▶ TEXT:
II. Das Bundesverwaltungsgericht hat erwogen:römisch II. Das Bundesverwaltungsgericht hat erwogen:

1. Feststellungen:

1.1. Zur Person der Beschwerdeführer:

Der volljährige Beschwerdeführer führt den im Spruch genannten Namen, ist Staatsangehöriger Afghanistans und Angehöriger der Volksgruppe der Paschtunen und des moslemischen Glaubens sunnitischer Ausrichtung. Die Muttersprache des Beschwerdeführers ist Paschtu. Seine Identität steht nicht fest. Der Beschwerdeführer stammt aus der Provinz Laghman, wo er bis zu seiner Ausreise im August 2021 lebte. Er begab sich über eine unbekannte Route nach Österreich, wo er am 01.02.2022 einen Antrag auf internationalen Schutz stellte, am 27.02.2022 nach Deutschland weiterreiste, wo er am 05.04.2022 einen Asylantrag einbrachte, am 01.09.2022 von Deutschland nach Österreich rücküberstellt wurde und am selben Tag erneut einen Antrag auf internationalen Schutz in Österreich stellte.

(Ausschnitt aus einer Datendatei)

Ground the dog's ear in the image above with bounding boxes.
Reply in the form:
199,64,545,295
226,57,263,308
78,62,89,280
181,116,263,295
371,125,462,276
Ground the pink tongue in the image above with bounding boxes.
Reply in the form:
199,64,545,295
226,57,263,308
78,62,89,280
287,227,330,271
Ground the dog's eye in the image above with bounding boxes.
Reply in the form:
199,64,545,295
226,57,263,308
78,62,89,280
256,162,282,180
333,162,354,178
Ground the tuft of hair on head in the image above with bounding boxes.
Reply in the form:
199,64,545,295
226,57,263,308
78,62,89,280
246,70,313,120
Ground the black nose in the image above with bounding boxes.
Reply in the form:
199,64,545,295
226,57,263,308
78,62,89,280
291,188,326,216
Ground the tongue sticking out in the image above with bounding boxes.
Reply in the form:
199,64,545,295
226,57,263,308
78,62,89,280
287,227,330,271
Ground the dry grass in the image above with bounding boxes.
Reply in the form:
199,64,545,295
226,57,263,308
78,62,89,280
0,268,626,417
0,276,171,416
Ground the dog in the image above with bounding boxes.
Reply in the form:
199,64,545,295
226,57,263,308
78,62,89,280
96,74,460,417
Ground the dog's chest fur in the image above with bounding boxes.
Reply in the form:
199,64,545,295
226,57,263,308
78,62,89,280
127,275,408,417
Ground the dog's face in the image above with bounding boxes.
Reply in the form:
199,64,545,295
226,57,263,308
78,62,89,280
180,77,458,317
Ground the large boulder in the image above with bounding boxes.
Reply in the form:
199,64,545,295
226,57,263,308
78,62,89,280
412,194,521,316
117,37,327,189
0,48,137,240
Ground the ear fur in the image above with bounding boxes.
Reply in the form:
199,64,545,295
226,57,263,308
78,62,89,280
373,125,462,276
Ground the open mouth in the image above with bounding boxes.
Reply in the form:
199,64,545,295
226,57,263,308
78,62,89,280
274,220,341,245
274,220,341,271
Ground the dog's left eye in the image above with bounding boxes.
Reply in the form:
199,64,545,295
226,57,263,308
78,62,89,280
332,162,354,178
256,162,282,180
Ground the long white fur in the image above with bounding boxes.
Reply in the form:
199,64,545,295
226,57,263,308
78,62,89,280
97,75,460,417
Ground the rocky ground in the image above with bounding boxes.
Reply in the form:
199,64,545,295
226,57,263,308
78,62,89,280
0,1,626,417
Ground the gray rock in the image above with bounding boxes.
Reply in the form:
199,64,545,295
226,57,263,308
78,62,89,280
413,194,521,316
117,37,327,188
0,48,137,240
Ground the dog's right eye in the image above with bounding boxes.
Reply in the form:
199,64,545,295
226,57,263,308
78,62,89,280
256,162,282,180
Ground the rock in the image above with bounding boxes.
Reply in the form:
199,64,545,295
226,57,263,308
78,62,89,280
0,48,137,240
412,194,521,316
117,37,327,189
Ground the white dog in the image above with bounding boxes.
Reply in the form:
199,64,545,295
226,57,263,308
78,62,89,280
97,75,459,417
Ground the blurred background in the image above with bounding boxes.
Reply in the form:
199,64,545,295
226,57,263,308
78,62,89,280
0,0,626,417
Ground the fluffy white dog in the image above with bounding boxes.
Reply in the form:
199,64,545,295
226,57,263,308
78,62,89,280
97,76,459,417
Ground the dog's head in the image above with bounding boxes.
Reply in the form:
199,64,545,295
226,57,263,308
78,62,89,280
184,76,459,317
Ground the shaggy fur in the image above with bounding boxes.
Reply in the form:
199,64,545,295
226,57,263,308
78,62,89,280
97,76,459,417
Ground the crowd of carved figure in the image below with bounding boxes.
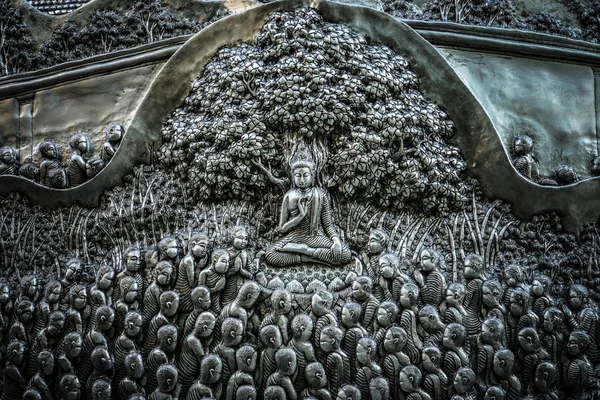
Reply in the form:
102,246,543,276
0,122,125,189
0,226,600,400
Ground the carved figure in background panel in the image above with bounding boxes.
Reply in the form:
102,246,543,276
519,327,550,388
0,146,19,175
341,301,368,382
289,314,317,392
355,337,382,399
361,228,389,279
296,362,331,400
214,318,244,382
513,135,540,181
143,290,179,356
374,301,399,356
563,284,600,363
418,305,446,346
224,345,258,400
421,346,448,400
261,289,292,343
86,346,115,393
310,290,338,365
352,276,379,333
114,311,143,382
475,317,506,392
187,353,223,400
113,246,145,303
265,146,352,267
320,326,351,393
100,122,125,163
563,330,592,399
531,274,554,321
400,283,423,364
90,265,115,329
442,323,470,388
463,253,486,336
115,351,146,400
27,350,55,400
491,349,522,400
146,324,177,393
257,325,283,387
175,233,209,314
221,225,252,305
440,282,467,324
39,139,64,186
179,312,216,399
414,249,446,307
31,280,62,338
397,364,431,400
180,285,214,340
60,258,82,311
59,374,81,400
67,132,90,186
452,367,477,400
65,284,92,334
2,340,26,400
77,306,115,382
19,163,40,182
381,326,410,396
148,364,181,400
198,249,229,314
142,261,175,328
54,332,83,392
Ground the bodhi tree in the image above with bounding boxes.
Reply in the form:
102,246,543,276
158,9,471,213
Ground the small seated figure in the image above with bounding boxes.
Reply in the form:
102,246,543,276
39,139,67,187
175,233,209,314
440,282,467,324
115,350,146,399
300,362,331,400
221,225,252,305
397,364,431,400
289,314,317,392
418,305,446,347
2,340,27,400
421,346,448,400
186,353,223,400
0,146,19,175
414,249,446,307
198,249,229,314
265,145,352,267
100,122,125,164
19,162,40,182
58,374,81,400
352,276,379,333
530,361,559,400
320,326,351,393
27,350,55,400
85,157,105,179
452,367,477,400
513,135,540,182
381,326,410,393
267,347,298,400
225,345,258,400
355,337,383,399
148,364,181,400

▶ AUFGABENSTELLUNG: Schreib den Text von „Der volljährige Beschwerdeführer“ bis „in Österreich stellte.“ noch einmal ab und benenne dabei „Laghman“ in „Nangarhar“ um.

▶ LÖSUNG:
Der volljährige Beschwerdeführer führt den im Spruch genannten Namen, ist Staatsangehöriger Afghanistans und Angehöriger der Volksgruppe der Paschtunen und des moslemischen Glaubens sunnitischer Ausrichtung. Die Muttersprache des Beschwerdeführers ist Paschtu. Seine Identität steht nicht fest. Der Beschwerdeführer stammt aus der Provinz Nangarhar, wo er bis zu seiner Ausreise im August 2021 lebte. Er begab sich über eine unbekannte Route nach Österreich, wo er am 01.02.2022 einen Antrag auf internationalen Schutz stellte, am 27.02.2022 nach Deutschland weiterreiste, wo er am 05.04.2022 einen Asylantrag einbrachte, am 01.09.2022 von Deutschland nach Österreich rücküberstellt wurde und am selben Tag erneut einen Antrag auf internationalen Schutz in Österreich stellte.